- Written exercise -
Copy out the stretch of the data from the line containing "TARGET = person in gray shirt" through the end of the data, both ends included, with every line in place and the requests kept as they are. Multiply each pixel coordinate in the answers by 0.85 and round it to a whole number, with halves rounding up.

- Records supplied -
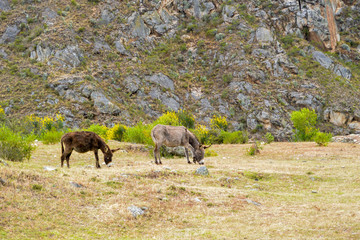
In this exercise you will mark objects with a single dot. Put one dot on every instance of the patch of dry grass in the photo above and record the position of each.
(305, 192)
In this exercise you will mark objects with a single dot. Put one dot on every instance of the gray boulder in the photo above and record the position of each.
(162, 80)
(49, 16)
(171, 103)
(3, 54)
(132, 84)
(328, 63)
(4, 5)
(152, 18)
(41, 54)
(323, 59)
(10, 34)
(103, 104)
(244, 101)
(138, 26)
(251, 122)
(121, 49)
(342, 71)
(264, 35)
(100, 46)
(106, 17)
(69, 57)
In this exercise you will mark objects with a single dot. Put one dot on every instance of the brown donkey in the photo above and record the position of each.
(83, 142)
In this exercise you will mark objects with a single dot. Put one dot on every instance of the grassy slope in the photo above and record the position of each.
(76, 24)
(37, 204)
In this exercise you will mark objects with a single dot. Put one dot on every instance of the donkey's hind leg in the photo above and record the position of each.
(157, 153)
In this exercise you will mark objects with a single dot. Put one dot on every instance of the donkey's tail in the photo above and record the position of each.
(62, 147)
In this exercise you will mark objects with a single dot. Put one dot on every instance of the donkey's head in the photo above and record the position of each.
(199, 154)
(108, 154)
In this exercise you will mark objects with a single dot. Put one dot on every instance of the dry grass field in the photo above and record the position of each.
(289, 191)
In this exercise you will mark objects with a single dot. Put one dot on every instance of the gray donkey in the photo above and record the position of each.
(173, 136)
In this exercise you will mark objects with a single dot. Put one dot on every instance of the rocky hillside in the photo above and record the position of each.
(126, 61)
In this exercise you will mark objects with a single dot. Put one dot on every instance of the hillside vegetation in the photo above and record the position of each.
(289, 191)
(123, 62)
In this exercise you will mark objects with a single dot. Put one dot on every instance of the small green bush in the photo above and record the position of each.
(269, 137)
(203, 134)
(13, 146)
(304, 122)
(117, 132)
(139, 134)
(211, 32)
(235, 137)
(218, 122)
(254, 149)
(168, 118)
(322, 139)
(186, 119)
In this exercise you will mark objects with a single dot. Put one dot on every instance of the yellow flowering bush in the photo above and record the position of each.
(168, 118)
(203, 134)
(218, 122)
(41, 125)
(117, 132)
(2, 112)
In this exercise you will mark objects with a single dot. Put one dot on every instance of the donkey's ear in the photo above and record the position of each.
(114, 150)
(205, 147)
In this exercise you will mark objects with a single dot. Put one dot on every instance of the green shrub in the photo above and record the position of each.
(269, 137)
(211, 32)
(168, 118)
(139, 134)
(322, 139)
(218, 122)
(51, 137)
(235, 137)
(304, 122)
(117, 132)
(186, 119)
(254, 149)
(203, 134)
(13, 146)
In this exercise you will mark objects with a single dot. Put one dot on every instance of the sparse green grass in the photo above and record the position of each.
(305, 192)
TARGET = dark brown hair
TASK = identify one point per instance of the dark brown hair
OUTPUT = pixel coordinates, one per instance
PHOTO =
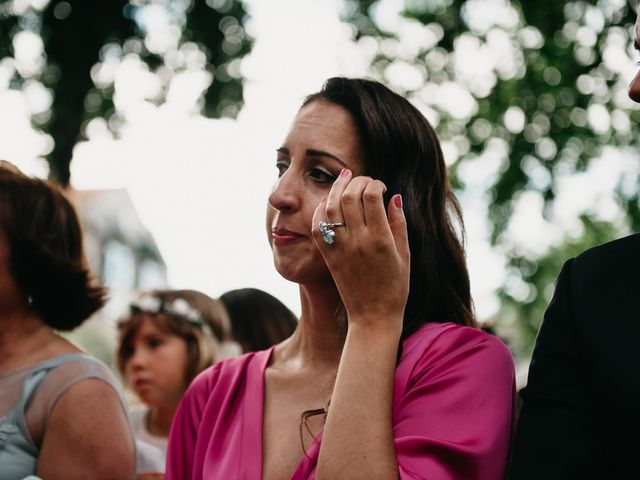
(46, 251)
(401, 149)
(202, 338)
(258, 319)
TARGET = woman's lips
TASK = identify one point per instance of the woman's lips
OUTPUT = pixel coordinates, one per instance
(282, 236)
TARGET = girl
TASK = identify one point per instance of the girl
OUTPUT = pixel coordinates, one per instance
(167, 339)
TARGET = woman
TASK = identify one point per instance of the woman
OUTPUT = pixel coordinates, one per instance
(61, 412)
(168, 337)
(386, 375)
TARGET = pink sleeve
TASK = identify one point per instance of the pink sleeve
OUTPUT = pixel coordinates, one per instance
(181, 449)
(455, 418)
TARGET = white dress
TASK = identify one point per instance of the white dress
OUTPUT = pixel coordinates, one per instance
(151, 449)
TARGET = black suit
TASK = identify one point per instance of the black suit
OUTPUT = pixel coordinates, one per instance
(580, 415)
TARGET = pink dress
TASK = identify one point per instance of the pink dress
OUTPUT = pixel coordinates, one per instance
(453, 412)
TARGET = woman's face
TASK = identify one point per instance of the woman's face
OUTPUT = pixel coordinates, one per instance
(157, 365)
(323, 140)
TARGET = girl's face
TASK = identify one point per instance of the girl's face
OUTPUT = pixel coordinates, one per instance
(157, 365)
(321, 142)
(634, 87)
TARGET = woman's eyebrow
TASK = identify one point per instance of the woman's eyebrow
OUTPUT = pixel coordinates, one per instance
(319, 153)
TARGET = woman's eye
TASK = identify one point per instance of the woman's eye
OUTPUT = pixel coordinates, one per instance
(282, 167)
(321, 176)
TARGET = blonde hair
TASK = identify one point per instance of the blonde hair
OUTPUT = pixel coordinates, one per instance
(202, 322)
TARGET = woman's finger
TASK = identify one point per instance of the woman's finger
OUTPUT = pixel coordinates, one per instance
(373, 205)
(351, 201)
(398, 224)
(333, 207)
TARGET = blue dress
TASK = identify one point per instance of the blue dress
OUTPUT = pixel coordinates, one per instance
(27, 396)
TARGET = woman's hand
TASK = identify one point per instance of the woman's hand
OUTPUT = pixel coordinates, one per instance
(369, 259)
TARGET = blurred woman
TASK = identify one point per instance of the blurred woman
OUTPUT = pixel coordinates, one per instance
(62, 415)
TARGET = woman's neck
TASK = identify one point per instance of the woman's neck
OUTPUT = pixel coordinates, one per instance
(317, 341)
(25, 339)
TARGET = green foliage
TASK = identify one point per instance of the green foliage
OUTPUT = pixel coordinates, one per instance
(547, 97)
(80, 37)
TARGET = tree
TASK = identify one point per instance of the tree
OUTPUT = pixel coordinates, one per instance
(80, 36)
(539, 97)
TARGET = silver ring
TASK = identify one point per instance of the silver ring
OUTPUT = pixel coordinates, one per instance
(326, 230)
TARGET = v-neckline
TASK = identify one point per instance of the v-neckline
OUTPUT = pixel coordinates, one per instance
(253, 438)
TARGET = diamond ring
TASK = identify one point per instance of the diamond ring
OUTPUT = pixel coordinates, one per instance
(326, 230)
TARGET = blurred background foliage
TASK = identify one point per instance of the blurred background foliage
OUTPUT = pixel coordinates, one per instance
(542, 96)
(82, 42)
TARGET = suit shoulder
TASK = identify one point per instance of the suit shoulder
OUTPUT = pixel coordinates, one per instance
(608, 256)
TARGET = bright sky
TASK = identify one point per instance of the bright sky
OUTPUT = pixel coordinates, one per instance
(200, 186)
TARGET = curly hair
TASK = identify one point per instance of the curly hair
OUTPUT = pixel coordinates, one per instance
(46, 257)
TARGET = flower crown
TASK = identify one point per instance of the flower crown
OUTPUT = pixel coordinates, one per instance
(179, 307)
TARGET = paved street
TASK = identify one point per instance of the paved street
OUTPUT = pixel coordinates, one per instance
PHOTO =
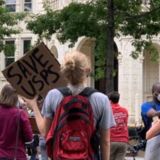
(136, 158)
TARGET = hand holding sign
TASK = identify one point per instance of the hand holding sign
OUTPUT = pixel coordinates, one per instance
(35, 73)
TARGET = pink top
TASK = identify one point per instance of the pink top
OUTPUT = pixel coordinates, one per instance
(8, 130)
(119, 133)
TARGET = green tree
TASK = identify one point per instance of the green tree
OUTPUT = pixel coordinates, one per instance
(102, 20)
(8, 26)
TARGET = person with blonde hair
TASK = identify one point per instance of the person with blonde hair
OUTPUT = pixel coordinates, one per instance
(15, 128)
(76, 68)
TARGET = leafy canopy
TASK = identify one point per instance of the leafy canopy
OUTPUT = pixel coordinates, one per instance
(131, 18)
(8, 22)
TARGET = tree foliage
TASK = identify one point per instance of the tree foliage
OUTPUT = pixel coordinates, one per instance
(130, 18)
(8, 23)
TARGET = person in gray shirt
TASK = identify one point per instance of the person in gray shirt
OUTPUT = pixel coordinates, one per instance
(76, 69)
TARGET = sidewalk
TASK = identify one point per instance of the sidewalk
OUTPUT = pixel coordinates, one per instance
(136, 158)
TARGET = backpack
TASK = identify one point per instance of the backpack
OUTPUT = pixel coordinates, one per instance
(72, 130)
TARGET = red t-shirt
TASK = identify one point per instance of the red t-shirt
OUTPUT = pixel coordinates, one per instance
(119, 133)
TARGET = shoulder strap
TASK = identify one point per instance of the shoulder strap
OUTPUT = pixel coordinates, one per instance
(88, 91)
(65, 91)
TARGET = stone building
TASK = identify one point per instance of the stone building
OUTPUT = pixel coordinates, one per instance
(134, 79)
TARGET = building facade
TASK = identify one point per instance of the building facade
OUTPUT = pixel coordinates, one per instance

- Result below -
TARGET = person in gray shirt
TASK = identify one point per instance of the person in gray shirt
OUTPUT = pixel coordinates, one per instance
(65, 59)
TARGET = sidewalk
TASK = identify one point per instance of the sidewalk
OUTPUT = pixel coordinates, one per instance
(116, 134)
TARGET = backpack
TASK = identify one point per instance of the backpack
OUTPUT = pixel coordinates, one per instance
(61, 111)
TARGET = red t-shirt
TASK = identify one point per instance of the red t-shirt
OUTPUT = pixel coordinates, one per instance
(101, 113)
TARGET = shoulder strap
TASK = identify one point per instance of the shoulder strap
OUTPUT = pixel coordinates, one per instance
(75, 77)
(55, 77)
TARGET = stone building
TASK = identify one point per instance of the stone building
OUTPUT = pixel coordinates, one per instance
(114, 67)
TARGET = building facade
TASK = identify one point per instance of the building facade
OUTPUT = pixel coordinates, one per instance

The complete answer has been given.